▶ **WORK INSTRUCTION**: Repeat exactly, and only, the lines of the entries below from the one with "Query: handshake" through the one with "Where can the red", both ends included.

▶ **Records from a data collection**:

════

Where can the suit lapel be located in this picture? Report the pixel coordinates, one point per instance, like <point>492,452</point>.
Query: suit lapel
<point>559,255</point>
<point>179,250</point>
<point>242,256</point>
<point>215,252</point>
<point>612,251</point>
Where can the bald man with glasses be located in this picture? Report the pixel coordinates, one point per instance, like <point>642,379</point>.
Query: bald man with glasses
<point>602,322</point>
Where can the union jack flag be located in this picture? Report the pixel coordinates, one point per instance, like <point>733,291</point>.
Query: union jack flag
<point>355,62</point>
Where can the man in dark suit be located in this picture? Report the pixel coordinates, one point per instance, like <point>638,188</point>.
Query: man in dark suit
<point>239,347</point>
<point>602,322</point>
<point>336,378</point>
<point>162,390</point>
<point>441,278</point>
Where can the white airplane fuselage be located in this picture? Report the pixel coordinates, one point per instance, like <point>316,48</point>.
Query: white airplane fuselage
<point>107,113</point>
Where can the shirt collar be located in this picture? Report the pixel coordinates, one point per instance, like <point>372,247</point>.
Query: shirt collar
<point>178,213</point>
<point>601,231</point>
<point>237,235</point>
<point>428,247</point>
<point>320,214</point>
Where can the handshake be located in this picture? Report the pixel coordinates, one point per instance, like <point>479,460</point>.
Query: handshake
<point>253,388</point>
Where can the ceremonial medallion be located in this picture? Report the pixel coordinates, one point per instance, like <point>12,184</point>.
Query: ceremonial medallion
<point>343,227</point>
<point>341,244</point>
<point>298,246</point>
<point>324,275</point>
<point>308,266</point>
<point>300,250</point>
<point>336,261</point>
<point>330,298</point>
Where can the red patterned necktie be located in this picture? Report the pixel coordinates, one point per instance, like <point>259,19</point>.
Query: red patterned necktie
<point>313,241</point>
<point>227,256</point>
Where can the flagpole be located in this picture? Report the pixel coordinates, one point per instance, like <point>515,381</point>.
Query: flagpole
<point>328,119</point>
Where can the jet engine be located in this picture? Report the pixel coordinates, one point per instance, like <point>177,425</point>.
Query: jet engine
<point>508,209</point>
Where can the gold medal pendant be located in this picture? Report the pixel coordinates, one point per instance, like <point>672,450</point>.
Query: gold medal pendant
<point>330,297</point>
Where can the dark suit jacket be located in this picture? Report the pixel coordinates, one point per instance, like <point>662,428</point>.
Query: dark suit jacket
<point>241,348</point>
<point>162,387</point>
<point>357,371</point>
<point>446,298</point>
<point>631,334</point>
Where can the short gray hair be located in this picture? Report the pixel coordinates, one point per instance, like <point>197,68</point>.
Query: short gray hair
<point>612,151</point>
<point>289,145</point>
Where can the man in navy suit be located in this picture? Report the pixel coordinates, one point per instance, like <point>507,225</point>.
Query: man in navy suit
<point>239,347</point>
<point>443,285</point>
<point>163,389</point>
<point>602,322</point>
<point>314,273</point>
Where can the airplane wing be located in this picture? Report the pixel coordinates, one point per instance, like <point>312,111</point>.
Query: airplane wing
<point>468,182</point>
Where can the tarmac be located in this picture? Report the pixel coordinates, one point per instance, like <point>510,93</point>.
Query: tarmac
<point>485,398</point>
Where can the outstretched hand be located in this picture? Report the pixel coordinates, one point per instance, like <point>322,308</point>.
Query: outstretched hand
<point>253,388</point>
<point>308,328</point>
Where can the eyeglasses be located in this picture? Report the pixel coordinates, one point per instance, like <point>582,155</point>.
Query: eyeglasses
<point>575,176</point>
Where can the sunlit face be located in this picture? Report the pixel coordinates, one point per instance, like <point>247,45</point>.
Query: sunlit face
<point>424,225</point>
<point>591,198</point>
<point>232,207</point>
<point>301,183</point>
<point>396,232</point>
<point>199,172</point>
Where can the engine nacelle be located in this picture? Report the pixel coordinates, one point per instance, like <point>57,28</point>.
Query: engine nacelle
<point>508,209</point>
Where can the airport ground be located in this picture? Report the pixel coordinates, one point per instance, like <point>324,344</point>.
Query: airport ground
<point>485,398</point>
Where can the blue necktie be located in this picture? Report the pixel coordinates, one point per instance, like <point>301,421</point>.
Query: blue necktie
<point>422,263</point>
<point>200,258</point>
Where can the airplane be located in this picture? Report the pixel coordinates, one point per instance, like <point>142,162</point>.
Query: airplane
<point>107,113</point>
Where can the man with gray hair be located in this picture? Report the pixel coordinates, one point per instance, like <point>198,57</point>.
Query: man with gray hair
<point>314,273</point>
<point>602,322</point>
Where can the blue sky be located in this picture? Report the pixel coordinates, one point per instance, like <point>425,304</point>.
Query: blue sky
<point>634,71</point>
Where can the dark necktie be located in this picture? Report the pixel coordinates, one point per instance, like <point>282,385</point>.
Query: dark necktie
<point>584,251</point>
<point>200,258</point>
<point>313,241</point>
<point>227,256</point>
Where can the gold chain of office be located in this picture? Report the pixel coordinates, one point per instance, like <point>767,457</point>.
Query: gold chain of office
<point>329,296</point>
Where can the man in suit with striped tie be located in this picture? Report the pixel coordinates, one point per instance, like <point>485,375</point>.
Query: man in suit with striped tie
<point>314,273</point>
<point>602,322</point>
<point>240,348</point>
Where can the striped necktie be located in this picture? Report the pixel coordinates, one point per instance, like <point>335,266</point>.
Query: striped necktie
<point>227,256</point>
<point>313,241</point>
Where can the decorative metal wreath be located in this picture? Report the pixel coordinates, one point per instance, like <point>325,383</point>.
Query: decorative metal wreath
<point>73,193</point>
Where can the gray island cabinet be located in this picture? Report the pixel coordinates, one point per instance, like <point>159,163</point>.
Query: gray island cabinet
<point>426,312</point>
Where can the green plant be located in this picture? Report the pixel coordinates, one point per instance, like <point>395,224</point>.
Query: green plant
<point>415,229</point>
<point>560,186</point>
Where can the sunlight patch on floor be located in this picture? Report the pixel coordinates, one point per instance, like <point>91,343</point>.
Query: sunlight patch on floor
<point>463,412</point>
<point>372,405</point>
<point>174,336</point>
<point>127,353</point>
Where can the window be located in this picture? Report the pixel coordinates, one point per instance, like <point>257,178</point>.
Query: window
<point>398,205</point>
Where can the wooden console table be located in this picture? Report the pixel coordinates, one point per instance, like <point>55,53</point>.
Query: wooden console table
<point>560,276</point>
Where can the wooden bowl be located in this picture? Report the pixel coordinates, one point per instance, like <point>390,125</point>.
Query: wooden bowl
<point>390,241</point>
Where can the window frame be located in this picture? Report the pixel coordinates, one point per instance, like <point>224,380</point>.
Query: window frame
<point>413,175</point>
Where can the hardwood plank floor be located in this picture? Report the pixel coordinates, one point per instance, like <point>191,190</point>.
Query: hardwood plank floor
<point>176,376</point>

════

▶ **RESPONSE BOX**:
Query: handshake
<point>253,388</point>
Where can the ceremonial medallion be located in this picture? Report the pixel coordinates, one point per instance, like <point>12,184</point>.
Query: ceremonial medallion
<point>343,227</point>
<point>341,244</point>
<point>298,246</point>
<point>324,275</point>
<point>308,266</point>
<point>300,250</point>
<point>336,261</point>
<point>330,298</point>
Where can the red patterned necktie be located in this picture? Report the pixel coordinates, one point per instance, like <point>259,19</point>.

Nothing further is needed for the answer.